WHAT YOU SHOULD DO: Transcribe word for word the passage of the sports teams text that opens with the words containing "This was wish-fulfillment" and closes with "miscreants and troublemakers.".

The Celtics and Warriors played a game last week that matched up the two best teams in the NBA, albeit through only sixteen games or so. With the Celtics winning, many sports writers are already speculating about their championship potential, while ignoring that the Pistons are actually only a few losses off from Boston and that Houston is (currently) tops in the West.
Point is, the debate of which teams are best will continue, even if we probably already know who the champions will be in all the major sports currently in progress (the Patriots, the Warriors, and, shit, I don’t know, The Las Vegas Golden Knights? Sure, fine.) That leaves us to debate about the best fictional sports teams, the ones that hold the championship of our hearts.
Was that a good enough lead-in? Maybe not, but let’s start the listing anyway.
5. The Bears, (The Bad News Bears, 1976)
This was wish-fulfillment of the highest order because, unless you were actually a gifted athlete, the majority of us were on recreational sports teams filled with miscreants and troublemakers.

MATERIAL PROVIDED:
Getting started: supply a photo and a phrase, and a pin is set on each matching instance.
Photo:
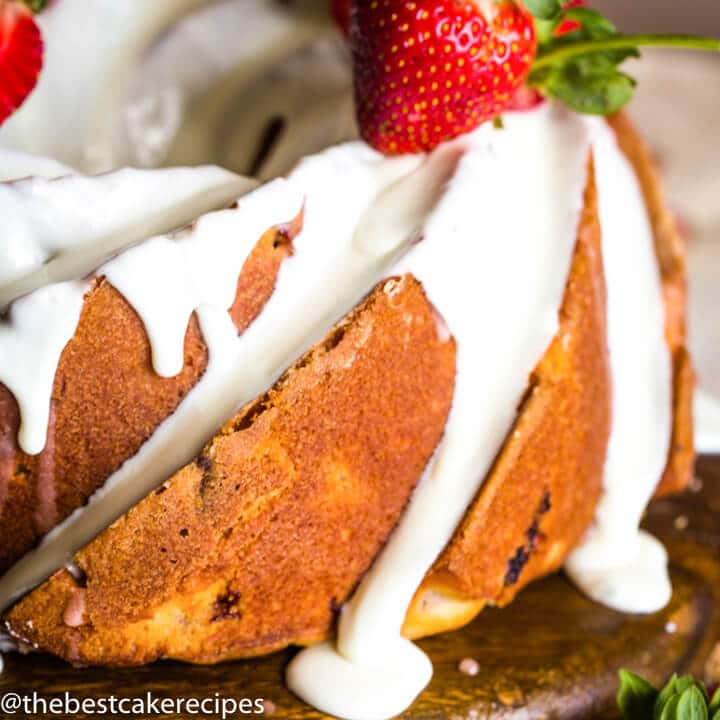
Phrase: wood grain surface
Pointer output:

FINAL RESULT:
This was wish-fulfillment of the highest order because, unless you were actually a gifted athlete, the majority of us were on recreational sports teams filled with miscreants and troublemakers.